┌─ Information

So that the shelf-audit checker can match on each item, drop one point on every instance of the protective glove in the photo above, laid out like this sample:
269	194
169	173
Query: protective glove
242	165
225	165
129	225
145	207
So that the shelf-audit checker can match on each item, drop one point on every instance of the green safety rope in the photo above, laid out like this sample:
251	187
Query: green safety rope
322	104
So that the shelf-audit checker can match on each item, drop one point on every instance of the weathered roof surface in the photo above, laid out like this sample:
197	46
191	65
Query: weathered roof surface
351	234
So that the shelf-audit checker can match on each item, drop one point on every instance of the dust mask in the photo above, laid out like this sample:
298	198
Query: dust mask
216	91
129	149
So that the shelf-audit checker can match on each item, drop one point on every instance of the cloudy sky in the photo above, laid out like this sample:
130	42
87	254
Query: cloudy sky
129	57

└─

■ Task requirements
Return the listing. Match it exactly.

■ Solution to the problem
So that the shelf-audit checker can match on each item, drop one point on every instance of the protective glove in the photo above, laid out like this sample:
269	194
169	173
Query: protective glove
242	165
225	165
129	225
145	207
So that the shelf-audit checker can match on each item, drop one point on every instance of the green safety rope in the photo above, laid out like this sample:
251	187
Query: green safety rope
322	104
So that the shelf-audit checker can match on each item, drop one point on every instance of the weathered roof surface in the photo above, laid out like this sample:
197	46
191	65
Query: weathered roof surface
351	234
So that the shelf-audit checker can match on each item, drop one point on every instance of the dust mask in the photo above, laid out like this sample:
298	198
Query: dust mask
216	91
129	149
So that the shelf-audit checker can match on each item, drop one point on every instance of the cloudy sky in the photo above, laid out like this sample:
130	42
87	254
Query: cloudy sky
129	57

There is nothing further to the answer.